**Ejercicio**
Cita completo y palabra por palabra el fragmento sobre las víctimas y el enfoque territorial.

**Fragmento**
Otro de los desafíos de la interseccionalidad y la “localidad” a la hora de visibilizar, incluir y reparar a las víctimas tiene que ver con cómo se logra que sus necesidades y voces no se marginalicen en la agenda y el “diálogo nacional” -que pretende sostener la implementación de los Acuerdos-. Al respecto, un avance tiene que ver con el llamado de atención que el Acuerdo Final hace en relación con la violencia sexual y la necesidad de emplear enfoques diferenciales y territoriales para comprender estas complejidades y particularidades al revisar cómo las afectó el conflicto y los mecanismos que deban usarse para implementar lo pactado. Ello implicaría que instrumentos como los Programas de Desarrollo con Enfoque Territorial (PDET) (como ejercicios de materialización del enfoque territorial), deberán también incluir medidas específicas encaminadas a responder a las transformaciones en el acceso a la tierra, recursos, servicios públicos ante el que las personas cuir históricamente han enfrentado barreras como parte del continuum de violencias.

**Información mostrada**
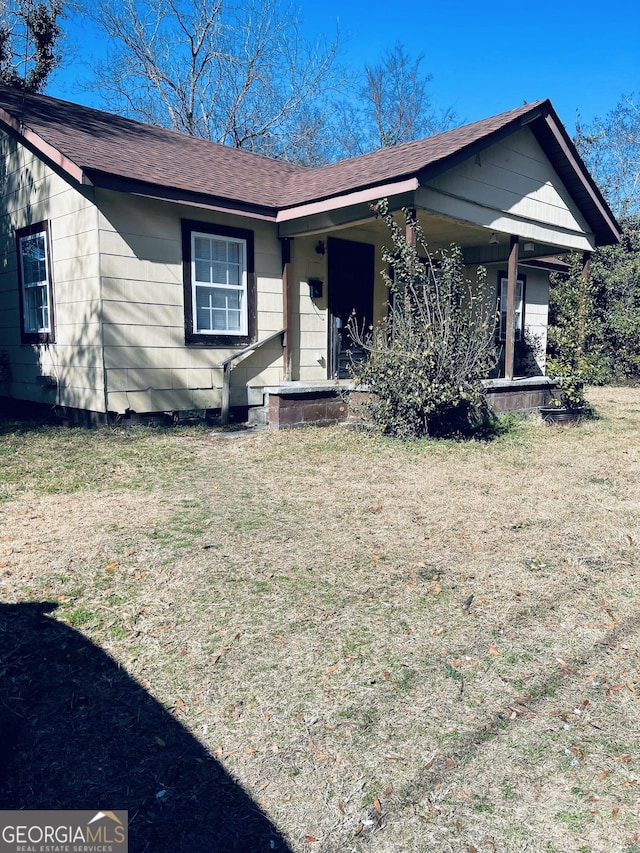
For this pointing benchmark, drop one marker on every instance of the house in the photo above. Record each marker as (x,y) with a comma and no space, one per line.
(144,271)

**Tarea resuelta**
Otro de los desafíos de la interseccionalidad y la “localidad” a la hora de visibilizar, incluir y reparar a las víctimas tiene que ver con cómo se logra que sus necesidades y voces no se marginalicen en la agenda y el “diálogo nacional” -que pretende sostener la implementación de los Acuerdos-. Al respecto, un avance tiene que ver con el llamado de atención que el Acuerdo Final hace en relación con la violencia sexual y la necesidad de emplear enfoques diferenciales y territoriales para comprender estas complejidades y particularidades al revisar cómo las afectó el conflicto y los mecanismos que deban usarse para implementar lo pactado. Ello implicaría que instrumentos como los Programas de Desarrollo con Enfoque Territorial (PDET) (como ejercicios de materialización del enfoque territorial), deberán también incluir medidas específicas encaminadas a responder a las transformaciones en el acceso a la tierra, recursos, servicios públicos ante el que las personas cuir históricamente han enfrentado barreras como parte del continuum de violencias.